'''
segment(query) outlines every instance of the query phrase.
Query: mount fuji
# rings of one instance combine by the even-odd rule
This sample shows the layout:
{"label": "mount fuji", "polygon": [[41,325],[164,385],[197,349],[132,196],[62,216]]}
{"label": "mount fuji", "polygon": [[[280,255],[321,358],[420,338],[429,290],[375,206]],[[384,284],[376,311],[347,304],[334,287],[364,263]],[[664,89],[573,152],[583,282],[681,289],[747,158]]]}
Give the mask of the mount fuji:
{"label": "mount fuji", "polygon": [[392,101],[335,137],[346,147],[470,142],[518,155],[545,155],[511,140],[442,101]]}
'''
YOUR GOAL: Reproduce every row above word for word, with nothing added, dropped, or changed.

EXERCISE RESPONSE:
segment(query) outlines every instance of the query phrase.
Query: mount fuji
# rings of one instance combine by the even-odd rule
This sample shows the layout:
{"label": "mount fuji", "polygon": [[41,325],[164,385],[197,349],[132,196],[62,216]]}
{"label": "mount fuji", "polygon": [[[280,255],[321,358],[420,338],[429,290],[375,206]],[[384,284],[376,311],[347,304],[334,287],[364,263]],[[664,89],[573,152],[583,282],[681,289],[747,158]]]}
Give the mask of the mount fuji:
{"label": "mount fuji", "polygon": [[392,101],[335,137],[346,147],[470,142],[518,155],[545,155],[511,140],[442,101]]}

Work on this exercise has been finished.